SCC caused by HPV may overexpress P16, and this can be exploited in the diagnosis, particularly of HPV-related SCC of the genitals ("Bowenoid papulosis"),4 says Dr. High. Immunostaining may also detect aberrant overexpression of P53, and this can also identify SCC.5
Dermatopathologists often classify SCC by its degree of histologic differentiation (well, moderately or poorly differentiated), and these designations also impart some measure of risk, with lesser differentiation associated with a lesser prognosis, Dr. High explains.
High-risk SCC may also include those located on the ear, lip and genitalia, or in chronic wounds (Marjolin's ulcer). Other characteristics of higher-risk lesions include pain, rapid growth, paresthesia and cranial nerve involvement.
----
▸ **Assigned task A**: According to the passage on squamous cell carcinoma, what degree of histologic differentiation is associated with a lesser prognosis?
▸ **Assigned task B**: Please continue the passage on squamous cell carcinoma, starting after its last sentence.
----
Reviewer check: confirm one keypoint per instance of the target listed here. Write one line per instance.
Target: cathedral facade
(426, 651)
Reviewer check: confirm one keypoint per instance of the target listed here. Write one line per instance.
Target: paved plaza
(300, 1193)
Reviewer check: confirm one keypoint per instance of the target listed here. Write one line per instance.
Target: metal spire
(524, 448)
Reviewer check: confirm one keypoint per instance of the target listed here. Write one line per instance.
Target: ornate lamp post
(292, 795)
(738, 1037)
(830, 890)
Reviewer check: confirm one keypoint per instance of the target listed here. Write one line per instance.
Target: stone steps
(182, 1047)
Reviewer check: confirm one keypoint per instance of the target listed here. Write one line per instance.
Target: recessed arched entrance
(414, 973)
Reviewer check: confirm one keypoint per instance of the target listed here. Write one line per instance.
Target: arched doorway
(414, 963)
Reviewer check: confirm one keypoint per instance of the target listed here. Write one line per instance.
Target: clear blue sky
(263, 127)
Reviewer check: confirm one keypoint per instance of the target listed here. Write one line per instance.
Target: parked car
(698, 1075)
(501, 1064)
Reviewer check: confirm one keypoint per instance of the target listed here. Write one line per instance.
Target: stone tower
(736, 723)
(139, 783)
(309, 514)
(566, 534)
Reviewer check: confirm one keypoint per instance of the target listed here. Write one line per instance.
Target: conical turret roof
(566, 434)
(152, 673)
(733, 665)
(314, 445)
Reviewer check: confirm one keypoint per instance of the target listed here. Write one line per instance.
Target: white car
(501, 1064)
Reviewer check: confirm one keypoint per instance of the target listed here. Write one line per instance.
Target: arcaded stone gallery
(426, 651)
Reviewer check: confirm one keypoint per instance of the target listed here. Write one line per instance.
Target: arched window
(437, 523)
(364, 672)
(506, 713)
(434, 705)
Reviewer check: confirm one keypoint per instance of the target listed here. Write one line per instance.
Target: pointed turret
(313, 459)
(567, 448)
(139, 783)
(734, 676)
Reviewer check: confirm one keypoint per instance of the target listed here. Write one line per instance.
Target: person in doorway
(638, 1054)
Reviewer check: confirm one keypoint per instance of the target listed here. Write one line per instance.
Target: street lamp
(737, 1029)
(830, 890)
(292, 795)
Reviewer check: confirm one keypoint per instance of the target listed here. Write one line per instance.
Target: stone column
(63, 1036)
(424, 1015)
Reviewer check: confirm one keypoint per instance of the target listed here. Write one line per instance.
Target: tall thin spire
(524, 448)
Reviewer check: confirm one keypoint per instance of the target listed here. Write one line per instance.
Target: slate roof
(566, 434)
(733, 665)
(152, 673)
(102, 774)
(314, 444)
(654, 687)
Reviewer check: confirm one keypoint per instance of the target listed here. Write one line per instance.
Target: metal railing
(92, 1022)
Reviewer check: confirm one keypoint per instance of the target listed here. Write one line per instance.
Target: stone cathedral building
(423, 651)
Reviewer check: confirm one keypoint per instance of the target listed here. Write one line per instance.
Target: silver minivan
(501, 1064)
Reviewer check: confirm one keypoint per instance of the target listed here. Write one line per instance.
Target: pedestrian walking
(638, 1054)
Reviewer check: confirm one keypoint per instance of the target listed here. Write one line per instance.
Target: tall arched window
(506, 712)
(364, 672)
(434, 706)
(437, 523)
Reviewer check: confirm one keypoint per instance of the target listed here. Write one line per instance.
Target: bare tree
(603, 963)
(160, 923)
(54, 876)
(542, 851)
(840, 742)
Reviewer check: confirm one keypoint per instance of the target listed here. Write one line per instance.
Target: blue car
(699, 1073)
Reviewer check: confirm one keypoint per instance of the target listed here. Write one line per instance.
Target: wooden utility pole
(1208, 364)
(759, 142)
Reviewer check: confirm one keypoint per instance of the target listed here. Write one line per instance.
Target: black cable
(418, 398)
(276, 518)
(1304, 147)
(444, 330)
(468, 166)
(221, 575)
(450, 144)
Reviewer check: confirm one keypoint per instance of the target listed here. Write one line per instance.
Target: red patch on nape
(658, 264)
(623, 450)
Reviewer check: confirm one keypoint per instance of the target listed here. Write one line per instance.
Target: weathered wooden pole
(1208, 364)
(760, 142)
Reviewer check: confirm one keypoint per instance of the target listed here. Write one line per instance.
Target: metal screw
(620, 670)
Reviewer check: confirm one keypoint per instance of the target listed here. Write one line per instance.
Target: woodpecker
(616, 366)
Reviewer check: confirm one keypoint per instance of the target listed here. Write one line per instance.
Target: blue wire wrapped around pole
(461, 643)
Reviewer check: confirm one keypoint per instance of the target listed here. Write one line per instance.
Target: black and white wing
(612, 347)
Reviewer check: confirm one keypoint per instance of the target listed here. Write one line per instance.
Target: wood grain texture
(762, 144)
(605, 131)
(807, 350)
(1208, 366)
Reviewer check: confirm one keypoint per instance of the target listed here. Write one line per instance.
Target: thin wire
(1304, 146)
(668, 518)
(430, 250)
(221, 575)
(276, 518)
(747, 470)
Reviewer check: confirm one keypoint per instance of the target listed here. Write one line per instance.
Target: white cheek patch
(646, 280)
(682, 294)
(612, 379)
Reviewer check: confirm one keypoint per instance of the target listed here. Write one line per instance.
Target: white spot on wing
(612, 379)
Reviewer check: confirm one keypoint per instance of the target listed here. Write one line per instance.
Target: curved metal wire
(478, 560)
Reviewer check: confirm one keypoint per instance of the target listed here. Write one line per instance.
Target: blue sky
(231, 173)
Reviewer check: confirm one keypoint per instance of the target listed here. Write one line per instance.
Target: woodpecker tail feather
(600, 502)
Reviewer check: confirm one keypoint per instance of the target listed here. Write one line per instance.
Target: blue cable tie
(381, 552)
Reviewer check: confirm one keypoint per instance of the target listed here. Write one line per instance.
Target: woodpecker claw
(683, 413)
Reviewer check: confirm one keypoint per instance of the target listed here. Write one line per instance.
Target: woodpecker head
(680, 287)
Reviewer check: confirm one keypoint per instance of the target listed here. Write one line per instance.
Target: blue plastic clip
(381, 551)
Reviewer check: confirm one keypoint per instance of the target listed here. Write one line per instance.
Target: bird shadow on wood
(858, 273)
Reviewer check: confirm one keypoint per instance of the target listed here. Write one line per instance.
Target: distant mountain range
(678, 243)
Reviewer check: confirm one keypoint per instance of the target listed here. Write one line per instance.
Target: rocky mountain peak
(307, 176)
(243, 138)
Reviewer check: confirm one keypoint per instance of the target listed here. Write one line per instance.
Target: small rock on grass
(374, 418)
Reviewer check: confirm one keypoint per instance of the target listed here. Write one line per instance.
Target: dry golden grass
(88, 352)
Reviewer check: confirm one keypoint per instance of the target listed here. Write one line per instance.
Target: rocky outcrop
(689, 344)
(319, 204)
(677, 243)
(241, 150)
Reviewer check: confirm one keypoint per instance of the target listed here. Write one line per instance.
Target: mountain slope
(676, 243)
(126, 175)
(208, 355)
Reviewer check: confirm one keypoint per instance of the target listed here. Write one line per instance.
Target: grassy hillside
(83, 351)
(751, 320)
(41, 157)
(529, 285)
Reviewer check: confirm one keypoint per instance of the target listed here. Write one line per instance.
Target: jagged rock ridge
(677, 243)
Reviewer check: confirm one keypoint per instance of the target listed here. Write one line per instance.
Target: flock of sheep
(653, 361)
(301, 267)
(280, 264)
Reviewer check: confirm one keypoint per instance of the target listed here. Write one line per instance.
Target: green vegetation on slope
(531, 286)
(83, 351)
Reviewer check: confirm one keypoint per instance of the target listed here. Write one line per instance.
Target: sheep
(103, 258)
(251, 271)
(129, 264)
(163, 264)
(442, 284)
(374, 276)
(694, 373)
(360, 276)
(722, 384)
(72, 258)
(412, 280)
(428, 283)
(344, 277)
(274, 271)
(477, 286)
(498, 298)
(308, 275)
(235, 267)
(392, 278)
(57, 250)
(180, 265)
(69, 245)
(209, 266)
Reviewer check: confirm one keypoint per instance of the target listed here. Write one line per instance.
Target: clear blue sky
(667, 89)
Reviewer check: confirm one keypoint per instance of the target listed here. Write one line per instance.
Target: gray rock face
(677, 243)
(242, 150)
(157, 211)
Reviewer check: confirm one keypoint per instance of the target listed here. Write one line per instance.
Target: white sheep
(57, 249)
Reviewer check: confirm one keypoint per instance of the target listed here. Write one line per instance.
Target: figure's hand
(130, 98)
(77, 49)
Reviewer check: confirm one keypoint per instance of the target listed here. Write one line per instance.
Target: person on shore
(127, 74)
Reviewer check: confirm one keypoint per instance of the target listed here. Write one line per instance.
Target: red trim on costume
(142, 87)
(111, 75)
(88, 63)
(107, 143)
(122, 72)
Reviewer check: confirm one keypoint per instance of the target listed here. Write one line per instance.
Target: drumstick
----
▸ **Result A**: Lesser differentiation is associated with a lesser prognosis.

▸ **Result B**:
Not all perineural invasion is equal, Dr. High says. "The size of the nerves involved matters." Recent articles have shown that involvement of small unnamed nerves is less prognostically significant than is invasion of larger named nerves.6 Also, the presence of other risk factors such as tumor diameter, lymphovascular invasion and invasion beyond subcutaneous fat may be important in predicting less favorable outcomes.
"Often, the diagnosis of poorly differentiated SCC requires immunostaining," Dr. High says. When malignant spindle cells are encountered, immunostains for S100, SOX10, pancytokeratin, P63, CD10 and procollagen 1 are often utilized to include spindle-cell SCC, and exclude spindled/desmoplastic melanoma and atypical fibroxanthoma (AFX). "More than one immunostain may be needed to optimally include or exclude spindle-cell SCC," he adds.
AFX usually appears as dome-shaped lesions on the head or neck that exhibit low-grade malignant behavior. "Be careful that the sample is large enough to exclude a so-called pleomorphic sarcoma or malignant fibrocystiocytoma (MFH) that has been only barely encaptured in a shave," Dr. High cautions. The current standard treatment for AFX is surgical excision, he says, although Mohs micrographic surgery may be appropriate in locations that require tissue sparing.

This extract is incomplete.